Copy out the whole listing below word for word, line by line.
[BEGIN Supplied records]
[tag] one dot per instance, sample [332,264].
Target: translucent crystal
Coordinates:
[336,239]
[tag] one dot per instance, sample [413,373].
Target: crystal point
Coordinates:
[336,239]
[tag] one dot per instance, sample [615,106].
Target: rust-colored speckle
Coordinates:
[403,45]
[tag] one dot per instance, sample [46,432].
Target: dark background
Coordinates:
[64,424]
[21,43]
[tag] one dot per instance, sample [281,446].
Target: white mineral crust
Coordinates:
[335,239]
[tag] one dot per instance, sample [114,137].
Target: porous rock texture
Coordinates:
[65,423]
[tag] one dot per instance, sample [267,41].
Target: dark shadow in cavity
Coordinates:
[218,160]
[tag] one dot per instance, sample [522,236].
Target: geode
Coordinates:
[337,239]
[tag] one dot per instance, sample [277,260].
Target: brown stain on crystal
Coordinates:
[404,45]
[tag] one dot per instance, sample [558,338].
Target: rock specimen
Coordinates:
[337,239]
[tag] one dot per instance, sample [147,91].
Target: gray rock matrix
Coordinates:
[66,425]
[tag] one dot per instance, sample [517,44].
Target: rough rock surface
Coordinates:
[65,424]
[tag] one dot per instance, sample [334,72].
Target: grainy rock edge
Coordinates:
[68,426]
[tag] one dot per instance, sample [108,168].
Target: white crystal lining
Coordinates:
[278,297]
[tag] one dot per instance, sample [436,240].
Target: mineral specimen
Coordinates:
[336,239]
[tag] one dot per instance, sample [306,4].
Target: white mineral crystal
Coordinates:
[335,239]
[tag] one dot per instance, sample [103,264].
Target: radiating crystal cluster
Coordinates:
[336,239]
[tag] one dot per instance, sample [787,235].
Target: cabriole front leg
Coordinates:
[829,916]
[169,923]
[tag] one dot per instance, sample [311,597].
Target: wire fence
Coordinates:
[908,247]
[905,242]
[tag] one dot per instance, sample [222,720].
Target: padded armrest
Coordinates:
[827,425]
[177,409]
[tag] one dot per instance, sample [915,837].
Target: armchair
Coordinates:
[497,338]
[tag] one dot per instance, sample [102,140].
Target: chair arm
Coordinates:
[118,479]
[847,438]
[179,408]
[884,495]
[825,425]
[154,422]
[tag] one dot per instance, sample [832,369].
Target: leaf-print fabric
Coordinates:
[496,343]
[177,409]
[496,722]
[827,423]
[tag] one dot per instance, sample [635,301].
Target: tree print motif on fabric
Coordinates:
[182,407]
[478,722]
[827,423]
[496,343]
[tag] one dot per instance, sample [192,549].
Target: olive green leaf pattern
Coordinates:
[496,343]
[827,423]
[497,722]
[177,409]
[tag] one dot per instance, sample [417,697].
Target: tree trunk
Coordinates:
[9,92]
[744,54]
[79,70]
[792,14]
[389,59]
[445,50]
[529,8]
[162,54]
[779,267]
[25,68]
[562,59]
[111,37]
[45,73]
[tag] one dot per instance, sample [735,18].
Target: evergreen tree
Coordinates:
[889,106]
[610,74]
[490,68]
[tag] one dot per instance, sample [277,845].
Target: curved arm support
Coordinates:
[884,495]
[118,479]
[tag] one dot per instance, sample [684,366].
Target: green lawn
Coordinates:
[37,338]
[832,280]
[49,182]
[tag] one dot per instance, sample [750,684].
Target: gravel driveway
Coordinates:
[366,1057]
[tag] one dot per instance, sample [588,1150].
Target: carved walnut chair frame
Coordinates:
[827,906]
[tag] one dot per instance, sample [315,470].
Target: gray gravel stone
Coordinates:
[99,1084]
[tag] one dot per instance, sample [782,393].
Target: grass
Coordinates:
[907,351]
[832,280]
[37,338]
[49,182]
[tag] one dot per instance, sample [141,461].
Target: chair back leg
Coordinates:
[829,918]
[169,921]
[END Supplied records]
| Result of this exercise |
[tag] one dot per instance, sample [332,264].
Target: translucent crystal
Coordinates:
[336,239]
[tag] one dot per instance, sample [413,373].
Target: crystal point
Coordinates:
[336,239]
[tag] one dot per instance, sample [615,106].
Target: rust-colored speckle
Coordinates:
[403,45]
[tag] one dot per instance, sample [46,432].
Target: dark background
Coordinates:
[64,424]
[21,43]
[tag] one dot per instance, sample [281,446].
Target: white mineral crust
Coordinates:
[335,239]
[tag] one dot per instance, sample [114,137].
Target: porous rock texture
Coordinates:
[65,423]
[tag] one dot per instance, sample [267,41].
Target: dark shadow in cavity
Coordinates:
[218,160]
[tag] one dot per instance, sample [522,236].
Target: geode
Coordinates:
[337,239]
[tag] one dot per instance, sample [277,260].
Target: brown stain on crystal
Coordinates:
[404,45]
[tag] one dot per instance, sample [558,338].
Target: rock specimen
Coordinates:
[337,239]
[tag] one dot per instance, sample [147,91].
Target: gray rock matrix
Coordinates:
[66,425]
[tag] one dot per instance, sample [517,44].
Target: rough rock surface
Coordinates:
[65,424]
[tag] one dot per instance, sample [334,72].
Target: grainy rock edge
Coordinates:
[68,426]
[tag] one dot per instance, sample [108,168].
Target: white crystal lining
Coordinates:
[278,297]
[tag] one dot per instance, sample [436,240].
Target: mineral specimen
Coordinates:
[336,239]
[tag] one dot per instance, sample [306,4].
Target: white mineral crystal
Coordinates:
[335,239]
[tag] one dot per instance, sample [103,264].
Target: radiating crystal cluster
Coordinates:
[336,239]
[tag] one dot per instance, sample [787,235].
Target: cabriole front leg
Coordinates:
[829,916]
[169,923]
[tag] one dot per instance, sample [311,597].
Target: wire fence
Coordinates:
[908,247]
[905,242]
[tag] one dot per instance, sample [222,720].
Target: padded armrest
Coordinates:
[827,425]
[177,409]
[tag] one dot per instance, sample [915,837].
Target: armchair
Coordinates:
[497,338]
[tag] one dot per instance, sample [102,140].
Target: chair arm
Coordinates:
[118,479]
[847,438]
[179,408]
[884,495]
[825,425]
[154,422]
[tag] one dot per instance, sample [832,369].
Target: leaf-print fabric
Coordinates:
[496,343]
[177,409]
[496,722]
[827,423]
[tag] one dot per instance, sample [635,301].
Target: tree print motif on fabric
Coordinates:
[182,407]
[478,722]
[827,423]
[496,343]
[tag] one dot per instance, sample [192,549].
Target: olive green leaf pattern
Coordinates:
[496,343]
[827,423]
[497,722]
[177,409]
[tag] one dot per instance, sample [417,697].
Target: tree trunk
Coordinates:
[9,92]
[744,54]
[79,70]
[792,14]
[389,59]
[445,50]
[529,8]
[162,54]
[779,267]
[25,68]
[562,59]
[111,37]
[45,73]
[tag] one dot per instance, sample [735,18].
Target: evergreen tree
Coordinates:
[889,106]
[610,74]
[490,68]
[tag] one dot per instance, sample [277,845].
Target: curved arm support
Coordinates:
[884,495]
[118,479]
[tag] one dot per instance, sample [684,366].
Target: green lawn
Coordinates:
[37,338]
[832,280]
[49,182]
[tag] one dot per instance, sample [750,684].
Target: gravel driveway
Coordinates:
[366,1057]
[tag] one dot per instance, sample [588,1150].
Target: carved walnut chair frame
Coordinates:
[827,906]
[tag] one dot per instance, sample [315,470].
Target: gray gravel stone
Coordinates:
[99,1084]
[tag] one dot per instance, sample [782,393].
Target: grass
Coordinates:
[907,351]
[832,280]
[37,338]
[49,182]
[tag] one dot per instance, sample [141,461].
Target: chair back leg
Coordinates:
[829,918]
[169,921]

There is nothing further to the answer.